▸ Source text
Again, you will see for each location, the flag that fished the most there, and the total number of hours fished. If the flag is "COMP", that means the selected company did the most fishing in that location.

In [None]:
# Now, for each lat/lon, we find the biggest fisher - either this company or other vessels
# We will show the biggest flag or company (Dongwon) for each lat/lon.

dongwon_aggregated<-dongwon_aggregated[,-c(5)]
colnames(dongwon_aggregated)<-c("lat_bin", "lon_bin", "totalFishingHours", "flag")
total<-rbind(aggregated_max, dongwon_aggregated)
total<-total %>% 
  group_by(lat_bin, lon_bin) %>%
  filter(totalFishingHours == max(totalFishingHours)) 

total

## Export this analysis to spreadsheets
Running this cell will save the data we have processed and analyzed so far. You may have to click on the folder
icon and hit refresh to see it. You can then click on the inverted ... next to each file and download them.

In [None]:
write_csv(aggregated, "all_other_fishing_total.csv")
write_csv(aggregated_max, "all_other_fishing_max.csv")
write_csv(dongwon_aggregated, "dongwon.csv")
write_csv(total, "all_fishing_max.csv")

## Simplify the data, for the purpose of mapping it
Since there are many flags that fish in this part of the world, and because of the limitations of this platform when
it comes to data visualization and mapping, we need to aggregate our data a bit more. This will cause our analysis to 
lose some of its power, but for the full paper, rather than this demo, we probably do NOT need to do this.

(Position identification records)
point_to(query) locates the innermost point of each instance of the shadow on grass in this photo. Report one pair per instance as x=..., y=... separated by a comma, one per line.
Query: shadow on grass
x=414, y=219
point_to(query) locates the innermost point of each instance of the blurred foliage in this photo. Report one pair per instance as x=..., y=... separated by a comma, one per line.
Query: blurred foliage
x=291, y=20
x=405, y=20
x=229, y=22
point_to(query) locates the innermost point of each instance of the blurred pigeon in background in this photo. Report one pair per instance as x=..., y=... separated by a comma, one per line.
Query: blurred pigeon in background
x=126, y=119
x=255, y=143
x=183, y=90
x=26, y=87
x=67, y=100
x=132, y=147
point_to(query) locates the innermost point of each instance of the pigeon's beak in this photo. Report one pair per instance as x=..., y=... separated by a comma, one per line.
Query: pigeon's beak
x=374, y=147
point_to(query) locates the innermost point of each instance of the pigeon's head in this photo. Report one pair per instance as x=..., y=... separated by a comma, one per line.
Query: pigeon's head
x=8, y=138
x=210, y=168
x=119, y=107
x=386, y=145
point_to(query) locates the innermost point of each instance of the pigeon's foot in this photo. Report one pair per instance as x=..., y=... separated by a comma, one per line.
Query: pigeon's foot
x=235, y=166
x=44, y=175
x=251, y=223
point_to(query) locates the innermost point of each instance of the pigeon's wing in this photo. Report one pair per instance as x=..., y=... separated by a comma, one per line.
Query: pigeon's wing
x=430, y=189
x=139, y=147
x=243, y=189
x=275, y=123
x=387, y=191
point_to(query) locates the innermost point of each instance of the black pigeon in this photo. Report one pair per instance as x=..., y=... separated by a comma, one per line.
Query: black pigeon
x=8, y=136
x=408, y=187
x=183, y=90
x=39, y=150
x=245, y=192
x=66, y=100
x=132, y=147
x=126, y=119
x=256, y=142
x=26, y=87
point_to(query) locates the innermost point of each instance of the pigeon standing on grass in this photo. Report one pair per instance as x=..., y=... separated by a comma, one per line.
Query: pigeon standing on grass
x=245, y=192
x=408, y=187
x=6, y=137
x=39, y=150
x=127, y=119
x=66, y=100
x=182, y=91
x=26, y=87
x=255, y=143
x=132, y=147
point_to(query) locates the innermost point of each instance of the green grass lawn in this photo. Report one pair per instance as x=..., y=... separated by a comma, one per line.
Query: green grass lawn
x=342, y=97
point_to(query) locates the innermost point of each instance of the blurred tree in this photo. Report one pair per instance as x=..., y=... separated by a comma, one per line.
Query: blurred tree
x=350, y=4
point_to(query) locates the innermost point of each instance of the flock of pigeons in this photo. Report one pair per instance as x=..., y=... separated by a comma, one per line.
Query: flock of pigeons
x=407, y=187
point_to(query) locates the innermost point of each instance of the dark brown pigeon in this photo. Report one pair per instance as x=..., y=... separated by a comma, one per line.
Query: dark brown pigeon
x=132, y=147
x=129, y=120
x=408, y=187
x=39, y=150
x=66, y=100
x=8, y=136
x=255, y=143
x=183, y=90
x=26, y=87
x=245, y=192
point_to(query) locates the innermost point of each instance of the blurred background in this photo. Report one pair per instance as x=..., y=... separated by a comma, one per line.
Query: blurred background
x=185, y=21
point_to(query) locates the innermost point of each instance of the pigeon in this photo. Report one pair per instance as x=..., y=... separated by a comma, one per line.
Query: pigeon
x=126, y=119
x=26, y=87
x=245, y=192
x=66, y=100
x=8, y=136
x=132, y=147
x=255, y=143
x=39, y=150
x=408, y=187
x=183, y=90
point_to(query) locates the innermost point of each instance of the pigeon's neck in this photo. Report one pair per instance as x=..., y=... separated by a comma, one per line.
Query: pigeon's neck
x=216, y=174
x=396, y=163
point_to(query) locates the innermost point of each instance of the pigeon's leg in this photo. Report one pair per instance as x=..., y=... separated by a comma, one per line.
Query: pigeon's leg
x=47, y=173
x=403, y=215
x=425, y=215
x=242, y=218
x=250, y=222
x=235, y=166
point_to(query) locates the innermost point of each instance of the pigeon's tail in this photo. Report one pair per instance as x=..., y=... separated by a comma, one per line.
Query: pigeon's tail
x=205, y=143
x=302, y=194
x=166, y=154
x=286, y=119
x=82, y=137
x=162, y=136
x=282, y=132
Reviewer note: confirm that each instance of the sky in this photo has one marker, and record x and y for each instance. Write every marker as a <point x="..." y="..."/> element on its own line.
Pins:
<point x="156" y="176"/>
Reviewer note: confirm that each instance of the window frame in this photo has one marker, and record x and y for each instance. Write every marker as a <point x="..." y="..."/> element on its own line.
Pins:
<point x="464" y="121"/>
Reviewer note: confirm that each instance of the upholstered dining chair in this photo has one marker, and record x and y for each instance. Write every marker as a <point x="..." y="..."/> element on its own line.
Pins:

▸ Task list
1. In the fishing data notebook, what does a flag value of "COMP" mean for a location?
2. According to the fishing data notebook, why does the data need to be aggregated further before mapping?
3. Carry on the fishing data notebook from its last sentence.

▸ Answers below
1. It means the selected company did the most fishing in that location.

2. Many flags fish in this part of the world, and the platform has limitations for data visualization and mapping. The data must therefore be aggregated more, even though this costs the analysis some of its power.

3.
In [None]:
total <- mutate(total, flag=recode(flag, 
                         "COMP"="COMPANY", # We'll group all of this company's vessels
                         "CHN"="CHINA", # We'll compare to China-flagged vessels
                         "KOR"="KOREA", # We'll compare to Korea-flagged vessels
                         "JPN"="JAPAN", # We'll compare to Japan-flagged vessels
                         "TWN"="TAIWAN", # We'll compare to Taiwan-flagged vessels
                        # Insert any other country you want to call out specifically here following the same format
                         .default="OTHR")) # All otherly-flagged vessels will be lumped together

total

## Create spatial point data out of the information we've been working with above.

In [None]:
total_pts = st_as_sf(total, coords = c("lon_bin", "lat_bin"), crs = 4326)

## Standardize the Coordinate Reference System across our shapefiles
We just need to make sure that each of our pieces of geographic data are in the same format.

In [None]:
wcpfc_map<-st_transform(wcpfc_map, crs = 4326)
spc<-st_transform(spc, crs = 4326)
countries<-st_transform(countries, crs = 4326)

## "Clip" the fishing data we processed above to focus only on The Pacific Community (SPC)

In [None]:
clipped_total<-st_intersection(total_pts, st_buffer(spc, 0))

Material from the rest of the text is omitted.